What is being asked. Return the lines of the listing without any change, starting at the line that contains "-- sample [522,280]." and ending at the last line of the listing.
[Begin Excerpted records]
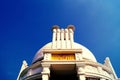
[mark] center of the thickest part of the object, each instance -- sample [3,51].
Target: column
[54,37]
[58,39]
[71,38]
[62,39]
[80,71]
[47,56]
[102,79]
[82,77]
[78,56]
[46,71]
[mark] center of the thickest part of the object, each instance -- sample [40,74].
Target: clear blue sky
[25,26]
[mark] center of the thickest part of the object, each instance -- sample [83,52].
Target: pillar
[46,71]
[78,56]
[102,79]
[47,56]
[80,71]
[82,77]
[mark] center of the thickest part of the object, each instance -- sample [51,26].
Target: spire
[63,38]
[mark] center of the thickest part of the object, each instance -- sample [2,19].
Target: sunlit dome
[86,53]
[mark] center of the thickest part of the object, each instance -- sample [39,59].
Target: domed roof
[86,53]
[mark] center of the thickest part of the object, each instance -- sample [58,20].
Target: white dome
[86,53]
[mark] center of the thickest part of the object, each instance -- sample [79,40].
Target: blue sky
[25,26]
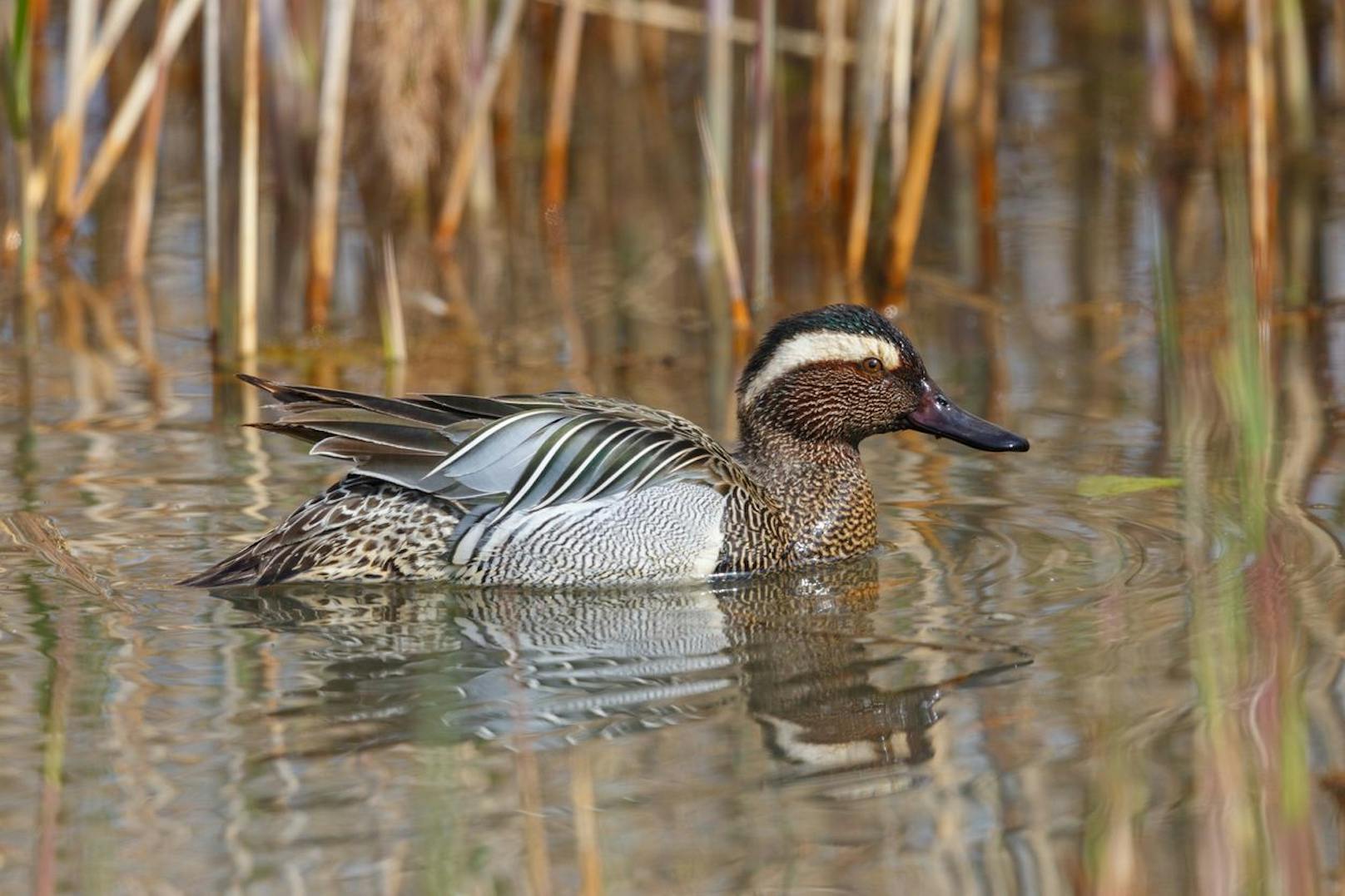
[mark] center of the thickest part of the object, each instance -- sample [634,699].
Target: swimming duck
[572,488]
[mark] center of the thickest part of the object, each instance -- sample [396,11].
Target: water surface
[1110,664]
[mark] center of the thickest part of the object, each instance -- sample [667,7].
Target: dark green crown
[856,320]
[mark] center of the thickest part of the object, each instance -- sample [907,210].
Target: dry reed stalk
[17,78]
[1336,41]
[899,122]
[211,152]
[146,163]
[248,185]
[1297,77]
[829,85]
[67,132]
[390,309]
[728,248]
[132,109]
[718,106]
[624,38]
[764,120]
[987,121]
[584,810]
[460,172]
[915,181]
[657,17]
[340,19]
[1259,117]
[876,23]
[563,104]
[1181,26]
[30,200]
[115,23]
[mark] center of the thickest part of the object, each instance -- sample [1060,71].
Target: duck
[570,488]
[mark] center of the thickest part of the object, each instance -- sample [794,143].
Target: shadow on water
[546,669]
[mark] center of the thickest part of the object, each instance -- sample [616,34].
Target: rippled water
[1113,664]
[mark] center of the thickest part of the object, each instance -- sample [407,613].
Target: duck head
[844,373]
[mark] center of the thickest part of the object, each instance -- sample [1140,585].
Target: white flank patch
[814,348]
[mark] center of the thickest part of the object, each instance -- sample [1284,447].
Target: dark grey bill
[941,418]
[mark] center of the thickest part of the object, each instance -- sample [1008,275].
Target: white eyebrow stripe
[816,348]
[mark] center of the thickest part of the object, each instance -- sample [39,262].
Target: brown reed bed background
[420,101]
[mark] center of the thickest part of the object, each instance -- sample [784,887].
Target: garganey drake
[572,488]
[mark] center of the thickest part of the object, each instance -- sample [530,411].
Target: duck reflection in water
[803,650]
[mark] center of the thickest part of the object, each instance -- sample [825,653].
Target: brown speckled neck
[821,488]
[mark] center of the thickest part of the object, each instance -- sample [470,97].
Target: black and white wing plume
[500,457]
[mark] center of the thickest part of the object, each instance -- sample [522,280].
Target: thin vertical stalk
[1181,24]
[903,35]
[722,222]
[146,163]
[17,73]
[131,111]
[829,101]
[718,106]
[390,309]
[915,181]
[460,172]
[1298,81]
[116,19]
[764,112]
[67,132]
[1258,136]
[987,122]
[868,87]
[563,104]
[211,152]
[248,183]
[322,245]
[587,841]
[1336,42]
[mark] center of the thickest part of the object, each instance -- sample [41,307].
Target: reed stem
[End Excerpted records]
Task response.
[mark] center of the thickest part of the object, each instance -- sample [522,280].
Target: thin vertical stalk
[1181,24]
[903,35]
[722,222]
[146,163]
[17,73]
[131,111]
[829,101]
[718,106]
[390,309]
[915,181]
[460,172]
[1298,81]
[116,19]
[764,112]
[67,132]
[1258,136]
[987,122]
[868,87]
[563,104]
[211,152]
[248,183]
[322,245]
[587,841]
[1336,42]
[mark] center of the thickest part of the object, each instance -- sample [41,307].
Target: reed stem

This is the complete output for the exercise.